# [REQUIREMENTS]
Reproduce the forum thread below on fitting guitar tuners, word for word and in full.

# [TEXT PASSAGE]
************

Started working on getting the tuners fitted by laying out positions then drilling pilot holes followed by 1/2" drill bit. The actual size is 17/32 but I don't have that size or could even find it locally. I've only seen that size in the machine shop. I used a round bastard file and sand-paper to enlarge the holes enough.







I left the headstock thick as I plan to only remove enough wood to fit the tuners. I rough-cut one side using the Dremel and a sanding drum bit. The volute will continue up the head between the tuners.


----------



## Djentliman (Mar 14, 2013)

I love how this is turning out! My dream now is to use some purpleheart to make a guitar cabinet!


----------



## RV350ALSCYTHE (Mar 17, 2013)

Djentliman said:


> I love how this is turning out! My dream now is to use some purpleheart to make a guitar cabinet!



This is the first time I've ever seen Purpleheart and I'm amazed at the colour. The local lumber store also has Jatoba which is bright orange. I'm going to try making a body of Jatoba for my RG8 neck in the future.

************

# [RECORD SET]
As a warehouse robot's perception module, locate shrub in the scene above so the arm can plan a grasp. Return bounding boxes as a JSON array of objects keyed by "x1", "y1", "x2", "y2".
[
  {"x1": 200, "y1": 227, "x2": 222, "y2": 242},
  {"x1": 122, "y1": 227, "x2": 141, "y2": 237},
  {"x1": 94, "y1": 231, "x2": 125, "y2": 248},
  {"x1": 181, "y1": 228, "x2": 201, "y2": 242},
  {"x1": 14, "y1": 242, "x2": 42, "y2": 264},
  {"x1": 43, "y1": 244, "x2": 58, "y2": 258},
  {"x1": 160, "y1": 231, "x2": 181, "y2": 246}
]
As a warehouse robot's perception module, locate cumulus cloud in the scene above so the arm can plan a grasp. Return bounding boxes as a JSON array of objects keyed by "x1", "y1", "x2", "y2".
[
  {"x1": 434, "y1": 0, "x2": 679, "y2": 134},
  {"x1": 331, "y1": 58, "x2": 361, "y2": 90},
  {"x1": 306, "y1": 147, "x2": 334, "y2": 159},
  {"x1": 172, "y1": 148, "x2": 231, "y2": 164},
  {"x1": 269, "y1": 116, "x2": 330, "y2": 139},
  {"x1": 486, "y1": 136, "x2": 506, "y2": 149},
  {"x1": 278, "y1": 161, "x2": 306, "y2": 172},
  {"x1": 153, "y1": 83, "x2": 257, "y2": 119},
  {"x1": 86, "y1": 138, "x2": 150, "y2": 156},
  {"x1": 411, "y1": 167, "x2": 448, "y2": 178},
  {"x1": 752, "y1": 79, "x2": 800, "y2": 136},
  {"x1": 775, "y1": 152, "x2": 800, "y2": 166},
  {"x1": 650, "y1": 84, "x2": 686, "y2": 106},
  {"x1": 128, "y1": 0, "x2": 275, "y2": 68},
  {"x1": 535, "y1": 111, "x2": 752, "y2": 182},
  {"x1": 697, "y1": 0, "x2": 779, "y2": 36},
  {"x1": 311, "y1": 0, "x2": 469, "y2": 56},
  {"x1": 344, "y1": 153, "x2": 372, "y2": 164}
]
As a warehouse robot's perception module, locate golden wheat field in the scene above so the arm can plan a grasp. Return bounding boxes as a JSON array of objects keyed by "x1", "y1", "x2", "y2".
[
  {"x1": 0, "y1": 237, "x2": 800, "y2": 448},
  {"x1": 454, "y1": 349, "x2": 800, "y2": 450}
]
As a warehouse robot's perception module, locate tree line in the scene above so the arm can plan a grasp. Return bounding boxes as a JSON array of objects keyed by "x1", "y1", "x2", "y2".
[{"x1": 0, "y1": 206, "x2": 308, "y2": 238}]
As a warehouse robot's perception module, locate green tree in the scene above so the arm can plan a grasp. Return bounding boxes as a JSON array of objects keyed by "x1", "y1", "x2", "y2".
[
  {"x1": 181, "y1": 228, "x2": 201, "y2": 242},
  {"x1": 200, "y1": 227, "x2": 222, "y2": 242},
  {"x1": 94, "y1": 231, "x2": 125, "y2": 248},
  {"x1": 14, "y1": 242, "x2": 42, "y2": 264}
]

************

# [RESPONSE]
Started working on getting the tuners fitted by laying out positions then drilling pilot holes followed by 1/2" drill bit. The actual size is 17/32 but I don't have that size or could even find it locally. I've only seen that size in the machine shop. I used a round bastard file and sand-paper to enlarge the holes enough.







I left the headstock thick as I plan to only remove enough wood to fit the tuners. I rough-cut one side using the Dremel and a sanding drum bit. The volute will continue up the head between the tuners.


----------



## Djentliman (Mar 14, 2013)

I love how this is turning out! My dream now is to use some purpleheart to make a guitar cabinet!


----------



## RV350ALSCYTHE (Mar 17, 2013)

Djentliman said:


> I love how this is turning out! My dream now is to use some purpleheart to make a guitar cabinet!



This is the first time I've ever seen Purpleheart and I'm amazed at the colour. The local lumber store also has Jatoba which is bright orange. I'm going to try making a body of Jatoba for my RG8 neck in the future.